## [Request]
Copy the listing below in full and skip every picture.

++++++++++

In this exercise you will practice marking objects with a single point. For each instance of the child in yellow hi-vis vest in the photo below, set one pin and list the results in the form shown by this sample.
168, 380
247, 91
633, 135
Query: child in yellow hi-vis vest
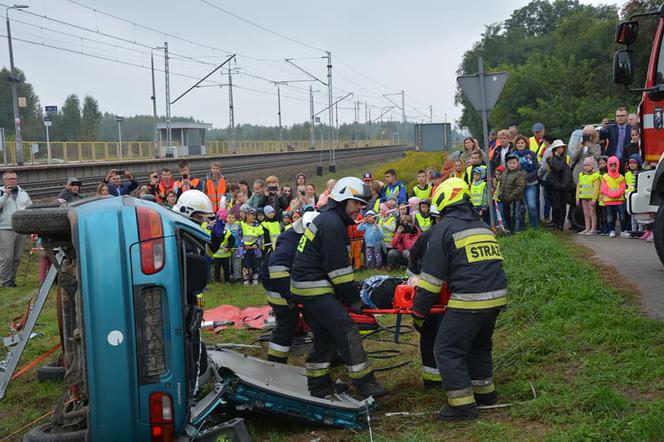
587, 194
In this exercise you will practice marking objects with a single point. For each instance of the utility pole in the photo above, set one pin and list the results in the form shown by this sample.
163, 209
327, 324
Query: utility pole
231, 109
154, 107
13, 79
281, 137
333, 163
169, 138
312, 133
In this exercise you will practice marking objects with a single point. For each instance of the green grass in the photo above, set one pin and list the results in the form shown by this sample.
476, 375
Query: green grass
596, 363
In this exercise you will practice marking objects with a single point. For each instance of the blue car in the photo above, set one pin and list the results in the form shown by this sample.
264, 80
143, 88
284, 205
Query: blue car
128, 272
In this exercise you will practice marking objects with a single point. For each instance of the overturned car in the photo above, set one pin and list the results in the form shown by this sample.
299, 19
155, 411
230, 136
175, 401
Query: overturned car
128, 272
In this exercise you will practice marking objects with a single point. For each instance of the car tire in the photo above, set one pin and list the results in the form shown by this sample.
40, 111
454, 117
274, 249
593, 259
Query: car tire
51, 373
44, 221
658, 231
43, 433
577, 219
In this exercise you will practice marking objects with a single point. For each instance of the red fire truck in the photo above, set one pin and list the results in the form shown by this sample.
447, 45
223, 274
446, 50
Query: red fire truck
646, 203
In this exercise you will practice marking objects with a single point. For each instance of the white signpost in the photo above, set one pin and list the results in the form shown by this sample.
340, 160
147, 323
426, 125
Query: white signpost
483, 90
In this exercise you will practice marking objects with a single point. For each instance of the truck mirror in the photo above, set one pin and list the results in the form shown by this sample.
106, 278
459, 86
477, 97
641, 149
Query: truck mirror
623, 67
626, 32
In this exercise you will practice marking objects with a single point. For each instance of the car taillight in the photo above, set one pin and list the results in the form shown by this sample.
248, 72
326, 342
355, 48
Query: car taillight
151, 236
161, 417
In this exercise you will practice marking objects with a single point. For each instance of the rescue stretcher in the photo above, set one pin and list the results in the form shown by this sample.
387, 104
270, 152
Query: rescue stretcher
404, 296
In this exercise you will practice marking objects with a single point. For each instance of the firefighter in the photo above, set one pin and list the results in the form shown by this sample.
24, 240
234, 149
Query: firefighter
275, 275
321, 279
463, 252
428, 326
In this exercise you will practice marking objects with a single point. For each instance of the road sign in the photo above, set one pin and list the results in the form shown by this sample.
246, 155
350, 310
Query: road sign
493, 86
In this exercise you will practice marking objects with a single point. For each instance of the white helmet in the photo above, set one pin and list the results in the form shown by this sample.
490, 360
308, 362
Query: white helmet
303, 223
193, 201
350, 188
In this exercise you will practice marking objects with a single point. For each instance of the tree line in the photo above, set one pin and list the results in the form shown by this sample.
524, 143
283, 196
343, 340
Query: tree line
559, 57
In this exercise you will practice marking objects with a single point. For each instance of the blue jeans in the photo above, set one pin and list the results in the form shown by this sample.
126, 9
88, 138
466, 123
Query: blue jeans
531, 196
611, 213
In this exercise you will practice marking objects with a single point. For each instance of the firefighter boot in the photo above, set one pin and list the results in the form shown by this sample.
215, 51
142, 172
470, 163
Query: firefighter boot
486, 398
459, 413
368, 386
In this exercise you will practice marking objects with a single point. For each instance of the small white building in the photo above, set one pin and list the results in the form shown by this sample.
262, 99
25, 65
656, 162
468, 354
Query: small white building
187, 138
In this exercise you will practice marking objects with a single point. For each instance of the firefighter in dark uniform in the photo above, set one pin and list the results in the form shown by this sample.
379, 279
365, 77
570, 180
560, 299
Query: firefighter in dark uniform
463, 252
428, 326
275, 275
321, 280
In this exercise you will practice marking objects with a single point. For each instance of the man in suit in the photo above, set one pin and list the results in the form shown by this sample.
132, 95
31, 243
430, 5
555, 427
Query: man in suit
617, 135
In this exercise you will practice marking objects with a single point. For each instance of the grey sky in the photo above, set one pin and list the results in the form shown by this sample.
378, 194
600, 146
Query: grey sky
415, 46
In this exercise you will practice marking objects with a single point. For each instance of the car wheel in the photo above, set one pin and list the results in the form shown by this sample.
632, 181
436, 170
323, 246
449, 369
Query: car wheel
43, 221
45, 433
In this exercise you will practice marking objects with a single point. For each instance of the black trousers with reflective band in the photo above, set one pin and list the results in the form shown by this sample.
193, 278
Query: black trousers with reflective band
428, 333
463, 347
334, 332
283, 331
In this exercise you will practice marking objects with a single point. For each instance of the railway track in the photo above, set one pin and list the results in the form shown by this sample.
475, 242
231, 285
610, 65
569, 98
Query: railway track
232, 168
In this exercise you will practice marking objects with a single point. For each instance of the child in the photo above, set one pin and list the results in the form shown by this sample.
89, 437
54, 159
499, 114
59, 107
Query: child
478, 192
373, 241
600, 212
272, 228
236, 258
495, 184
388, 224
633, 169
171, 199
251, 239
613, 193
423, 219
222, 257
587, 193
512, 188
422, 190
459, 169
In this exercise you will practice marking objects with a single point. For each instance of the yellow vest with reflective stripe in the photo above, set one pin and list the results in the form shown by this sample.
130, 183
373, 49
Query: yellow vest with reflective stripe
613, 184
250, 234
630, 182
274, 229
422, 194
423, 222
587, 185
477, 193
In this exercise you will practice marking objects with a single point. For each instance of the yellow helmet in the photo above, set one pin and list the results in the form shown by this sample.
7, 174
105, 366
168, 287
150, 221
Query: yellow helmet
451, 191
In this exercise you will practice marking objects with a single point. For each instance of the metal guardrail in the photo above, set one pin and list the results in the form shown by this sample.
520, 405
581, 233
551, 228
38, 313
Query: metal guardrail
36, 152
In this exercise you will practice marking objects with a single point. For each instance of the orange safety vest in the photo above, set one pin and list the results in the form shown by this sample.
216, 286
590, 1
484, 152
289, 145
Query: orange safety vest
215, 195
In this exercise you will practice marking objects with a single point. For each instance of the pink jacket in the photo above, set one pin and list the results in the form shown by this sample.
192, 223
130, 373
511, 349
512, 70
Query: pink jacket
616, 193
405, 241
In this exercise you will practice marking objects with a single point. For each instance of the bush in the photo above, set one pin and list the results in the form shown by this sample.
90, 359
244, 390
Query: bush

++++++++++

## [Written reply]
In this exercise you will practice marking objects with a single point. For each instance of the child in yellow hi-vis vest in the photo below, set one pin and list the results in the form shown by this sample.
168, 380
247, 91
633, 135
Query: child in yellow hi-vis vest
587, 194
In this exercise you will practice marking objects with a single point. For each instance of the utility pole in the photo above, set one pin and list the results in the form shown by this sample.
163, 209
327, 324
Query: utility pole
231, 109
154, 107
13, 79
281, 137
333, 163
169, 138
312, 133
In this exercise you will practice marking objects with a single point. For each instance of the green grass in the photo above, set one pin and list the results in the form shown by this sample.
476, 375
Query: green grass
596, 363
In this exercise you will practice marking objects with a single point. For each instance of the blue car in the photo above, set one pin and list the results in the form shown by this sample.
264, 80
143, 88
284, 205
Query: blue car
128, 272
In this exercise you will practice marking objects with a single point. For each instance of the overturned car in the photo above, set one pin and list the results in the form shown by this sample.
299, 19
155, 411
230, 136
175, 401
Query: overturned car
128, 272
In this exercise you will practice marking objects with a single point. For each instance of the car tire in the photo above, set one pin and list the results in the form shown by this sample.
40, 111
454, 117
274, 249
593, 259
Query: car tire
51, 373
44, 221
658, 231
43, 433
577, 219
In this exercise you will practice marking objects with a single point. For each instance of the red fire truck in the photo above, set one pin and list the results in the form shown by this sample.
447, 45
223, 274
446, 50
Query: red fire truck
646, 203
In this exercise you will practice marking objects with a single point. For each instance of the white signpost in the photo above, set one pin and list the results in the form shown by this sample.
340, 160
147, 323
426, 125
Query: white signpost
483, 90
In this exercise you will practice marking objects with a single point. For each instance of the truck mirror in the photo above, set one pin and list the results in the form shown by this sample.
106, 278
459, 86
477, 97
641, 149
Query: truck mirror
623, 67
626, 32
In this exercise you will practice marking objects with a single point. For each instance of the car taillight in the photo above, set one pin and list the results in the form shown by this sample.
248, 72
326, 342
355, 48
Query: car taillight
151, 236
161, 417
In this exercise you will practice marking objects with a single point. For each instance of the rescue stretcher in the photo above, set one pin and list the results in the form shown by this sample.
387, 104
270, 152
Query: rescue stretcher
404, 296
In this exercise you will practice marking objects with a single point. For each instance of the firefighter in the photo above, set one pin and list the results in the form shown by this sample.
24, 240
234, 149
Query: firefighter
275, 275
321, 279
463, 252
428, 326
In this exercise you will practice marking objects with a single point. For each instance of the road sign in the photo above, set one pin and list the results in the form shown by this sample.
246, 155
350, 310
Query: road sign
493, 86
In this exercise you will practice marking objects with a single point. For each instance of the white helmet in the photo above, set one pin and list the results in the form shown by this sample.
490, 360
308, 362
Query: white helmet
303, 223
193, 201
350, 188
In this exercise you will practice marking objects with a single point. For each instance of the tree line in the photo above, set one pin and list the results in the form shown by this sample.
524, 143
283, 196
343, 340
Query: tree line
559, 57
In this exercise you will practice marking objects with a single point. For each instance of the blue jeans in the photo above, set one pin and list the results in the form shown by this sample.
126, 9
88, 138
466, 123
Query: blue jeans
531, 196
611, 213
In this exercise you will practice marking objects with a single point. For each instance of the firefighter boot in the photo above, set one pin and list the results in the form shown by this sample.
215, 51
142, 172
470, 163
Query: firefighter boot
486, 398
459, 413
368, 386
In this exercise you will practice marking objects with a single point. For each instance of the small white building in the photo above, set one pin and list the results in the form shown by this sample.
262, 99
25, 65
656, 162
468, 354
Query: small white building
187, 138
In this exercise you will practice marking objects with a single point. For each instance of the firefighter in dark uniform in the photo above, set one pin and list the results in the form shown by this sample.
379, 279
365, 77
570, 180
560, 299
Query: firefighter in dark uniform
463, 252
428, 326
275, 275
321, 280
In this exercise you will practice marking objects with a single point. For each instance of the man in suit in the photo above, set one pin and list the results in the form shown by this sample.
132, 95
31, 243
430, 5
555, 427
Query: man in suit
617, 135
In this exercise you will practice marking objects with a single point. For each instance of the grey sky in the photo above, set one pin and list the results in the form shown by this sample.
378, 194
600, 146
Query: grey sky
415, 46
In this exercise you will practice marking objects with a single point. For each instance of the car wheel in the photo above, set one pin and list the results in the form shown by this sample.
632, 181
436, 170
323, 246
449, 369
Query: car wheel
43, 221
45, 433
In this exercise you will practice marking objects with a single point. For each instance of the black trousers with reflective band in the photo above, set one pin and list the results in the form shown by this sample.
193, 278
Query: black trousers with reflective band
428, 333
463, 347
334, 332
283, 331
In this exercise you will practice marking objects with a single point. For each instance of the railway track in the photo above, set one pin and list the results in the form shown by this sample.
475, 242
231, 285
610, 65
569, 98
Query: railway track
232, 168
In this exercise you will practice marking objects with a single point. For each instance of the child in the photo above, set one pin and list the results in the form shown by this sample.
89, 437
54, 159
499, 114
59, 107
Query: child
478, 192
373, 241
600, 212
272, 228
236, 258
495, 184
388, 224
633, 169
171, 199
251, 239
613, 193
423, 219
222, 257
587, 193
512, 188
422, 190
459, 169
In this exercise you will practice marking objects with a single point. For each instance of the yellow vest with reflective stripe in the photo above, set one pin and list the results in the form shown by this sample.
130, 183
373, 49
Query: yellow vest with reflective stripe
613, 184
250, 234
630, 182
274, 229
422, 194
423, 222
587, 185
477, 193
In this exercise you will practice marking objects with a single point. For each instance of the yellow helmet in the photo above, set one pin and list the results in the form shown by this sample.
7, 174
105, 366
168, 287
150, 221
Query: yellow helmet
451, 191
In this exercise you will practice marking objects with a single point. For each instance of the metal guardrail in the photo above, set one pin and list the results in the form shown by this sample.
520, 405
581, 233
551, 228
38, 313
Query: metal guardrail
36, 152
In this exercise you will practice marking objects with a single point. For each instance of the orange safety vest in the photo above, set one pin and list the results in the form shown by this sample.
216, 286
590, 1
484, 152
289, 145
Query: orange safety vest
215, 195
In this exercise you will practice marking objects with a single point. For each instance of the pink jacket in the photo above, set one pin and list the results in the form shown by this sample.
192, 223
130, 373
511, 349
512, 70
Query: pink jacket
616, 193
405, 241
In this exercise you will practice marking objects with a single point. For each instance of the bush in the photo above, set one pin and list the results in the form shown by this sample.
90, 359
244, 390
Query: bush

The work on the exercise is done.